◆ WRITTEN PROBLEM ◆
Find each line below that contains the word "ring" and copy those lines out in full.

◆ MATERIAL FOR THIS TASK ◆
--- start ---
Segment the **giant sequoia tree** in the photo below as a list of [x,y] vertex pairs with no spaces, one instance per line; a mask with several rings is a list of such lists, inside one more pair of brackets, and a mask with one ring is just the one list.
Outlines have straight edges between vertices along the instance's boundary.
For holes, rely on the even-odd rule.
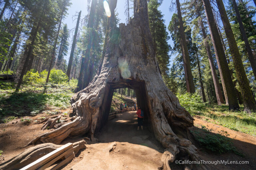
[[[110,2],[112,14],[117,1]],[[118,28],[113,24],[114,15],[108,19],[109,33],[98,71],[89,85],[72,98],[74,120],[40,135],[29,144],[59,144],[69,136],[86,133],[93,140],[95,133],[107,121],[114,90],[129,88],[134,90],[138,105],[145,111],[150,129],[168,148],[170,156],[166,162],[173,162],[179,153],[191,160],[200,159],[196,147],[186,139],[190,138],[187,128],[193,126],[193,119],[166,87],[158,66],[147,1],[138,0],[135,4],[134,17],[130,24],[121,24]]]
--- end ---
--- start ---
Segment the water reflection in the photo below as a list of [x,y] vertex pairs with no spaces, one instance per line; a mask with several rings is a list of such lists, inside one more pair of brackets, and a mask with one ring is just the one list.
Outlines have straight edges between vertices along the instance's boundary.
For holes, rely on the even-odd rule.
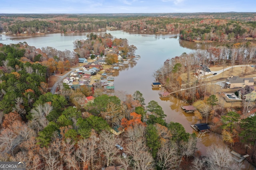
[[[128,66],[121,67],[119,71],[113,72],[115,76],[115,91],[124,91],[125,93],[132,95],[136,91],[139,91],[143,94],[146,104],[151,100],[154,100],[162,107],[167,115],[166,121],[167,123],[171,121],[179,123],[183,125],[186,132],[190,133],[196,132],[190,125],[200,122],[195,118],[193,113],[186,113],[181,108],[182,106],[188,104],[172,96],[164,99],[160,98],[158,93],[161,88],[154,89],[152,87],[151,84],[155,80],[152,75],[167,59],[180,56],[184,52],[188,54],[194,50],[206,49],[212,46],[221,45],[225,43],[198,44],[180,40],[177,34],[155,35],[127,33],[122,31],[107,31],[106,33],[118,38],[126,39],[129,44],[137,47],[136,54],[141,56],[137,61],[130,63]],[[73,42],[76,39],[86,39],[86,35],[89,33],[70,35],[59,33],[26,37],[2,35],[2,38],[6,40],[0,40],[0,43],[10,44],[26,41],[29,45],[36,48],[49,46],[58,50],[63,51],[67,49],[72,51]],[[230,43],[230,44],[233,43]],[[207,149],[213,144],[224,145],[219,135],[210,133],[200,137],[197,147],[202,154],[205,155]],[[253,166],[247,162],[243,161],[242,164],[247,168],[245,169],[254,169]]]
--- end ---
◆ TASK RESPONSE ◆
Segment the **giant sequoia tree** in the photo below as a list of [x,y] vertex pairs with no spaces, one instance per line; a mask with several rings is a list of such lists, inside one more pair of brackets, and a mask with one ring is just the one list.
Segment the water reflection in the photo below as a list of [x,y] vertex pairs with no spaces, one instance per line; a mask with several rings is a list of such lists, inside one more pair of brackets, and a mask with one ring is just the one list.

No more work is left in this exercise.